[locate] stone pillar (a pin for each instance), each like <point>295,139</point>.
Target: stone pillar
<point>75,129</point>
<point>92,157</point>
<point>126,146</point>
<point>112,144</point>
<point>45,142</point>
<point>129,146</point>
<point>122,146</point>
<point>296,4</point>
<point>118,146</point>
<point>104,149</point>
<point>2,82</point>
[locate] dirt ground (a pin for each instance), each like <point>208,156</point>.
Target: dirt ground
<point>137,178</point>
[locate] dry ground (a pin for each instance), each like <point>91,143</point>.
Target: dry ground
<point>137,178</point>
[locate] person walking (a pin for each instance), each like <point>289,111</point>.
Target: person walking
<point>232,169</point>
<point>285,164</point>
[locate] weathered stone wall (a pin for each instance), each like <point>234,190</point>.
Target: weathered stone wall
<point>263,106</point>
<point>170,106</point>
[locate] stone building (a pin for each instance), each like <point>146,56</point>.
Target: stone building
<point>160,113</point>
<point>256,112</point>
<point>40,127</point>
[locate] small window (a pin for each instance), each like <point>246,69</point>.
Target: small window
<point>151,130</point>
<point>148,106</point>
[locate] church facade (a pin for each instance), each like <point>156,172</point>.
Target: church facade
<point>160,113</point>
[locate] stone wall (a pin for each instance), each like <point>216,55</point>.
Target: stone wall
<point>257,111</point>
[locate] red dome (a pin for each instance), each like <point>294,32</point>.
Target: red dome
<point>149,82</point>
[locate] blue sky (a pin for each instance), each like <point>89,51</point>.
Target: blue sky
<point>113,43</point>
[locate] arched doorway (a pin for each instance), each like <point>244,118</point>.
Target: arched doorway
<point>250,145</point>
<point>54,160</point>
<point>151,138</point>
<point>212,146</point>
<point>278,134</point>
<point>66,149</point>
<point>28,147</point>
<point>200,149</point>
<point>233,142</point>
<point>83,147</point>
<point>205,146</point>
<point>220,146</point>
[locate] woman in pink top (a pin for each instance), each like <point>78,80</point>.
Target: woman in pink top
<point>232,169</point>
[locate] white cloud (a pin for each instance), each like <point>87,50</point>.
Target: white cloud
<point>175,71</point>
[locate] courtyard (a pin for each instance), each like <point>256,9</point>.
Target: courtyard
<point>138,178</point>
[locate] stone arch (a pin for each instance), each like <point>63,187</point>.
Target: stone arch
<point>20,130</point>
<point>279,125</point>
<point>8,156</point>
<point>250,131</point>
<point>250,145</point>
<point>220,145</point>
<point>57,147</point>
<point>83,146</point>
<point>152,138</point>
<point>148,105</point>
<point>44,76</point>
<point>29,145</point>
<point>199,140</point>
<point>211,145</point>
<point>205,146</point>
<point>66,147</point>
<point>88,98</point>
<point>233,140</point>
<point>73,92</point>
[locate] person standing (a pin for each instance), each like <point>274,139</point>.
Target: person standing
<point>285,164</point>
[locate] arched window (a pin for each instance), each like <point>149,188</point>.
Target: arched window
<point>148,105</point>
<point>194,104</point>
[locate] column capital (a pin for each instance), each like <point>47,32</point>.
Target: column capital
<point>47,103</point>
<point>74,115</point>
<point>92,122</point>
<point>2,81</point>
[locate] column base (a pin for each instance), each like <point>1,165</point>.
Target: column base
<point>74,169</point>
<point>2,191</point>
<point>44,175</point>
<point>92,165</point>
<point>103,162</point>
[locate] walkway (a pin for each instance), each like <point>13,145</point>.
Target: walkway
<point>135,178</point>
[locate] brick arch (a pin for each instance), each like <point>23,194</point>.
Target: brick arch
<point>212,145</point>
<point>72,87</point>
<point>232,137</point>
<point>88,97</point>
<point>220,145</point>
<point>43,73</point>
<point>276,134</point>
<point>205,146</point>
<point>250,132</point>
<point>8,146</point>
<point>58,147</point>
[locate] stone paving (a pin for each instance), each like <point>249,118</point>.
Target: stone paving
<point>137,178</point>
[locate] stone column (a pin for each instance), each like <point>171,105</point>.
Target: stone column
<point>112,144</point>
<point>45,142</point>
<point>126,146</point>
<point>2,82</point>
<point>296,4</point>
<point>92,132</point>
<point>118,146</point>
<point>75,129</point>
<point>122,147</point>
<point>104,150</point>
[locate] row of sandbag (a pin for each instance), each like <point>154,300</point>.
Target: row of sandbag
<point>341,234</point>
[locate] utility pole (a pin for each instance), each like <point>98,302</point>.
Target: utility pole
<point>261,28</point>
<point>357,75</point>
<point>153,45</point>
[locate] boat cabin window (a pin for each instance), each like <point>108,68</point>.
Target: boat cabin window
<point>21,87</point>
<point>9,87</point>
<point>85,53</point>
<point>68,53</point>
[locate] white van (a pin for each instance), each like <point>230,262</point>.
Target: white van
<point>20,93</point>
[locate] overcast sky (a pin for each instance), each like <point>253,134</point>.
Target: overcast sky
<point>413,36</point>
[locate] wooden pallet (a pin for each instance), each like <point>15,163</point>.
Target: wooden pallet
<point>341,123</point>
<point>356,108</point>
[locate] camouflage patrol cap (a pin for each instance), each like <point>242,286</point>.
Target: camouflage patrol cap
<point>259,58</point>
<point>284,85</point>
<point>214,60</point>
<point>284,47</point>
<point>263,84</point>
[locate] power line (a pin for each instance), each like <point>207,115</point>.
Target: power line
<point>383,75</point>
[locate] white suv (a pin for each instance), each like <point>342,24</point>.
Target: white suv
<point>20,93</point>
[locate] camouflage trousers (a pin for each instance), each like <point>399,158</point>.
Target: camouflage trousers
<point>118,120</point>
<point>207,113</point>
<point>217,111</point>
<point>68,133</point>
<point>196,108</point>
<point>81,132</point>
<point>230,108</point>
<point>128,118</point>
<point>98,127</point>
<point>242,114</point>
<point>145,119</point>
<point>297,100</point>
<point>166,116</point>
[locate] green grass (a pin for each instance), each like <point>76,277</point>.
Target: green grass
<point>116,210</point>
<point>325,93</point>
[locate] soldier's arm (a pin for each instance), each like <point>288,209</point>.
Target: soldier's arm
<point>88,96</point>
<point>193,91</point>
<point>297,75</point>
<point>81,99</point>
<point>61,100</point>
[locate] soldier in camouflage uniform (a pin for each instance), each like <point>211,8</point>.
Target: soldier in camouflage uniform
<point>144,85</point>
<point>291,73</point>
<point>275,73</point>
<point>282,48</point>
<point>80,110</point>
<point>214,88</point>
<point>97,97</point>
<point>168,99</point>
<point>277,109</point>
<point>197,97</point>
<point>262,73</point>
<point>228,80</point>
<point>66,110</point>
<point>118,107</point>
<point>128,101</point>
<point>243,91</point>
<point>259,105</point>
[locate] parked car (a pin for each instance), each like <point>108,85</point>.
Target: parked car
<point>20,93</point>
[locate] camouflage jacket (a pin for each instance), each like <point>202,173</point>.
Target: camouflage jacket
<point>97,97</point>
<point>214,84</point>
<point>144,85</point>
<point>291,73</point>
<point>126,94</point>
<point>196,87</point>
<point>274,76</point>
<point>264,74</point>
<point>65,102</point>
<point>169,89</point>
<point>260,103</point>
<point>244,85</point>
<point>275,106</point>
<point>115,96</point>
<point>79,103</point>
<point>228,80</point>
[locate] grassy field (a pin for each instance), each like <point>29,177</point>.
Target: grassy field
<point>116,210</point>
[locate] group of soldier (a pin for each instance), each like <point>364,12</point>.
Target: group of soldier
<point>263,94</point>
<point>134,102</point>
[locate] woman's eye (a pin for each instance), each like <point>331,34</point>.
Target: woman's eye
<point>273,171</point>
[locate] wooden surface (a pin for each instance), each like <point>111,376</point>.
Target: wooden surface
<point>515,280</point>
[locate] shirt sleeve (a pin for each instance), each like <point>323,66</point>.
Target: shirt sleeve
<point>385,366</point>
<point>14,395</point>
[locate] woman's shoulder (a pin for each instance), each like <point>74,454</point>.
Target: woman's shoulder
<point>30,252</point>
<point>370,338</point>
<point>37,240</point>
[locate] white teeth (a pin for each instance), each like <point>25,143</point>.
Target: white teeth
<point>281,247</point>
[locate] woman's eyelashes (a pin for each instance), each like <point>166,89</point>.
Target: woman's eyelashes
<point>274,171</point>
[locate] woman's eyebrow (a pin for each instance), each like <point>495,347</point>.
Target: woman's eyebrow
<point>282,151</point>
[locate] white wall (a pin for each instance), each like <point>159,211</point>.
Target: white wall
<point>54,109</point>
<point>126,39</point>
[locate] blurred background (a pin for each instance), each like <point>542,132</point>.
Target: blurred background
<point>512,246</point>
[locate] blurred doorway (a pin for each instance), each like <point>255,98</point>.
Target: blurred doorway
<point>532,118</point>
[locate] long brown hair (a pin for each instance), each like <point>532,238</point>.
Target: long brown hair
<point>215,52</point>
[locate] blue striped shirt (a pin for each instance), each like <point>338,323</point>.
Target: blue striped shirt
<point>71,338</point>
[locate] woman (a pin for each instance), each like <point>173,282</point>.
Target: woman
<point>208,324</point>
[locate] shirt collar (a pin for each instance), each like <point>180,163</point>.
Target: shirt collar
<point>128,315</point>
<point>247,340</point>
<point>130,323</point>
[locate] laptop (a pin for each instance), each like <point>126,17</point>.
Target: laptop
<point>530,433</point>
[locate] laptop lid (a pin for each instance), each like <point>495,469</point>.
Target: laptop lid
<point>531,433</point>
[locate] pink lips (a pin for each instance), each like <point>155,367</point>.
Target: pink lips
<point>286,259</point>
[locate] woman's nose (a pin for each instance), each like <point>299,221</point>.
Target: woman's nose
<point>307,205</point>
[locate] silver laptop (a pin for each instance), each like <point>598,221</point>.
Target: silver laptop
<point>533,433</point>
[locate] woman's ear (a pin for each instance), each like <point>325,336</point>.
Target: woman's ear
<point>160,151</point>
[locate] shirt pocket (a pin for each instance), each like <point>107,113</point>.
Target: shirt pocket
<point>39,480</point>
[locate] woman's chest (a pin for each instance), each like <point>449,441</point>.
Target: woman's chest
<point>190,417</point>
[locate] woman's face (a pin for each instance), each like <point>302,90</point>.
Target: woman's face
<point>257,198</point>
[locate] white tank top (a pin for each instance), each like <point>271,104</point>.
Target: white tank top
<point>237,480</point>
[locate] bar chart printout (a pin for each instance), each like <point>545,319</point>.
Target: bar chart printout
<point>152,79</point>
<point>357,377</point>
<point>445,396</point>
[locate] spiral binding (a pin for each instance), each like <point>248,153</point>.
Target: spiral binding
....
What is being asked
Which lines above hold the word "binding"? Copy each of them.

Task answer
[locate] spiral binding (a pin for each instance), each like <point>248,153</point>.
Target: spiral binding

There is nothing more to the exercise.